(Material shown)
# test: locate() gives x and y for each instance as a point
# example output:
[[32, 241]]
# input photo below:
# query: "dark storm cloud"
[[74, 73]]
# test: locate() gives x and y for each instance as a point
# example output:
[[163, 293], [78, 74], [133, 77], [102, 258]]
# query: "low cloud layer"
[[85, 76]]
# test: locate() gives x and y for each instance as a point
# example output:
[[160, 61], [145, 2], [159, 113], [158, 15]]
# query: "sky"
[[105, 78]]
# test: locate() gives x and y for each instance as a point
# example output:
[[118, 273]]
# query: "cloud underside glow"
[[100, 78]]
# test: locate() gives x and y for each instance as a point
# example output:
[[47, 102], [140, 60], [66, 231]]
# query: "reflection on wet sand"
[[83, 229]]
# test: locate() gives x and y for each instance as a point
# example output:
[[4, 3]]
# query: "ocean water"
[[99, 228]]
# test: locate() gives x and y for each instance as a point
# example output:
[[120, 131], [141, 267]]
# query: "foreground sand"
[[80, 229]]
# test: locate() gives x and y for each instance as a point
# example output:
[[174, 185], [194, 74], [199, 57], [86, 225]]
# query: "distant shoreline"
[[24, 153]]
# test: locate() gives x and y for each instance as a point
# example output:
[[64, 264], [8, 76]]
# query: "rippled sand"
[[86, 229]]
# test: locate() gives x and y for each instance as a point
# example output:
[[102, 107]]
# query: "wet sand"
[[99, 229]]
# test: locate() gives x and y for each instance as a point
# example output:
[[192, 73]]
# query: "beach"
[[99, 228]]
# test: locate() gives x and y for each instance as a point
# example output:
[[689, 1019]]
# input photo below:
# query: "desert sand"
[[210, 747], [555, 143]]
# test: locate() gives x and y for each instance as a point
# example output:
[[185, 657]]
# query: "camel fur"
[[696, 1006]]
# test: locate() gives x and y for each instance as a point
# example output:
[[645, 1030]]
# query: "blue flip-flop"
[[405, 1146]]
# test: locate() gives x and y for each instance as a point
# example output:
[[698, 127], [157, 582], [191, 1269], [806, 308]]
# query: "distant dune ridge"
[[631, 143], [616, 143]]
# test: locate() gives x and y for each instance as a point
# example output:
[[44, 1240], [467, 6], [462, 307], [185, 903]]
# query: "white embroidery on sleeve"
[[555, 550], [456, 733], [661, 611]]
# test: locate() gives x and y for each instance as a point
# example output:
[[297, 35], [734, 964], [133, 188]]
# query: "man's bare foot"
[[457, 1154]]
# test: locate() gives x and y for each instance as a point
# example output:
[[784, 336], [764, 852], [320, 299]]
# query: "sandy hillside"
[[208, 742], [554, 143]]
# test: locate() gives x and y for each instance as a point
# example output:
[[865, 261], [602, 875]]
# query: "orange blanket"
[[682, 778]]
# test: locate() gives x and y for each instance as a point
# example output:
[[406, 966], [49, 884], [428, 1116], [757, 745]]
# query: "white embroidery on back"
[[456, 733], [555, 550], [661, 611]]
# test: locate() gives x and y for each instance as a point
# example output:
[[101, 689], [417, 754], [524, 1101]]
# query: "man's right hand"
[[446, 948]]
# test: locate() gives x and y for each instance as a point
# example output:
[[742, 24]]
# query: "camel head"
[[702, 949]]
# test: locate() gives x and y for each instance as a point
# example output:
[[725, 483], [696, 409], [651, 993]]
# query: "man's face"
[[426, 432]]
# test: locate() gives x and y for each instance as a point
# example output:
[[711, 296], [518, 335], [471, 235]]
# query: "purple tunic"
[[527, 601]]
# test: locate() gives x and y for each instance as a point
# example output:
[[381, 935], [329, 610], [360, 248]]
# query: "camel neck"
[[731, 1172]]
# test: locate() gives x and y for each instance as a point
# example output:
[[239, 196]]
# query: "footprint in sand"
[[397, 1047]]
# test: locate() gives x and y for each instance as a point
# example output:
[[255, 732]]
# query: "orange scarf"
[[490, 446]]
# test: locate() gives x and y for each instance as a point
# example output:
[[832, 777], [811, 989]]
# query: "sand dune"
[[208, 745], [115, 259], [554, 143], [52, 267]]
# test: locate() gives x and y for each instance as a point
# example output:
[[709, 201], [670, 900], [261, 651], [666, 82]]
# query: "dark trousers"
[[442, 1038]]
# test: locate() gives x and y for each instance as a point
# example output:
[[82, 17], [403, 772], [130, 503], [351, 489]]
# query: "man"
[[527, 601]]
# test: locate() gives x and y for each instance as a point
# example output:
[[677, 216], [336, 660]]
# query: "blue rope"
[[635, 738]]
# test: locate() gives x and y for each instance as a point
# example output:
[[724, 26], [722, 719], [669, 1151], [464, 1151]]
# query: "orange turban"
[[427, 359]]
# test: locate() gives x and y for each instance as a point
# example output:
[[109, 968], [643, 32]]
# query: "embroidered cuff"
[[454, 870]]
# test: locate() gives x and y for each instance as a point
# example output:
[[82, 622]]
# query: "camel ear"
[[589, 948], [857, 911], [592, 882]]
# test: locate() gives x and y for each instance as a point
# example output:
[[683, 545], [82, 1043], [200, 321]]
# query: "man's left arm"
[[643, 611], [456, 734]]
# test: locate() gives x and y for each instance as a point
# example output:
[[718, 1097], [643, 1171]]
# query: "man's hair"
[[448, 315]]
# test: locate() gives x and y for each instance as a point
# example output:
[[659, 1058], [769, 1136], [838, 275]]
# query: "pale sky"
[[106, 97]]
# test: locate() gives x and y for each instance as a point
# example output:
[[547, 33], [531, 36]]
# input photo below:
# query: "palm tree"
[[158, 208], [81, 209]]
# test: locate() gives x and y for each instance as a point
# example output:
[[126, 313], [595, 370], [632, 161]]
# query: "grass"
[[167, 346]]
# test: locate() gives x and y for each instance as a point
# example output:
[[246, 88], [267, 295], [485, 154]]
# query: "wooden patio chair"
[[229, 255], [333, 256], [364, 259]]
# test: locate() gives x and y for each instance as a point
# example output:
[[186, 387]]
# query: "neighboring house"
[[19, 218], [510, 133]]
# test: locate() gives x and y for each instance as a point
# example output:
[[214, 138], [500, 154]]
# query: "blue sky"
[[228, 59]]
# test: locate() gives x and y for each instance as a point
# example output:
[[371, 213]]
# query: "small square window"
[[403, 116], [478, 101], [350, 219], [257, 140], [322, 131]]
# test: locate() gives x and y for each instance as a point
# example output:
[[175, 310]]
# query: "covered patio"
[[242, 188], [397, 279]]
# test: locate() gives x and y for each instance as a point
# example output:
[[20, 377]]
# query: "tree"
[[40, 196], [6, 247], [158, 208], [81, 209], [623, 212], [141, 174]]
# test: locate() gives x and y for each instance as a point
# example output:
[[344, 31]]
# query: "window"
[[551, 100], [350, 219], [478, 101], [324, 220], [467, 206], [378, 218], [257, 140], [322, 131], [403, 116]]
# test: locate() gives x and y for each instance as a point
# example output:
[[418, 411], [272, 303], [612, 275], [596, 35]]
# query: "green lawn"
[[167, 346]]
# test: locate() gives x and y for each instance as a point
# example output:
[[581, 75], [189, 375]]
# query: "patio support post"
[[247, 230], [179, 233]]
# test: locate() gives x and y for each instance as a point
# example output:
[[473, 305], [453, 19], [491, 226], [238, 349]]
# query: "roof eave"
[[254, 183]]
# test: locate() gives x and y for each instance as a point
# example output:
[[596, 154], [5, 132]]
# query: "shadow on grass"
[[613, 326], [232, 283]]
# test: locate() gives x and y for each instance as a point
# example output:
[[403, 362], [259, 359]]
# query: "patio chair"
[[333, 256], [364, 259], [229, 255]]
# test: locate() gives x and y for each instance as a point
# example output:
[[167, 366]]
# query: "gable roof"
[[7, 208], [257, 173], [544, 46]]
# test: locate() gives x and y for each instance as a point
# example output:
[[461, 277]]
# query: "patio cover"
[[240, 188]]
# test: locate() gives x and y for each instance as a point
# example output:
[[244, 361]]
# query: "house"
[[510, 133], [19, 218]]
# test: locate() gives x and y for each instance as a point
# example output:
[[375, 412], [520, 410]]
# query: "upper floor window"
(End Material shown)
Exercise prompt
Using the entries above, extract exactly the span from the line with "[[175, 310]]" to the line with "[[473, 305], [453, 19], [491, 226], [238, 349]]", both lines included; leave out everything else.

Solution for this exercise
[[175, 310]]
# query: "covered patio"
[[242, 188], [397, 279]]
# test: locate() gives x and y for each instance as a point
# example output:
[[20, 377]]
# query: "tree"
[[40, 196], [6, 247], [158, 208], [81, 209], [623, 212], [141, 174]]
# test: locate() gives x and y for each instance as a point
# example output:
[[344, 31]]
# query: "window"
[[551, 100], [350, 219], [478, 101], [324, 220], [467, 206], [378, 218], [257, 140], [322, 131], [403, 116]]
# test: locate() gives x and y for each instance as a point
# example output:
[[418, 411], [272, 303], [612, 275], [596, 35]]
# query: "green lawn"
[[167, 346]]
# test: locate() gives x and y for each instance as a point
# example output:
[[581, 75], [189, 375]]
# query: "patio support post"
[[247, 230], [179, 233]]
# test: locate() gives x and y for each instance as a point
# example output:
[[473, 305], [453, 19], [491, 226], [238, 349]]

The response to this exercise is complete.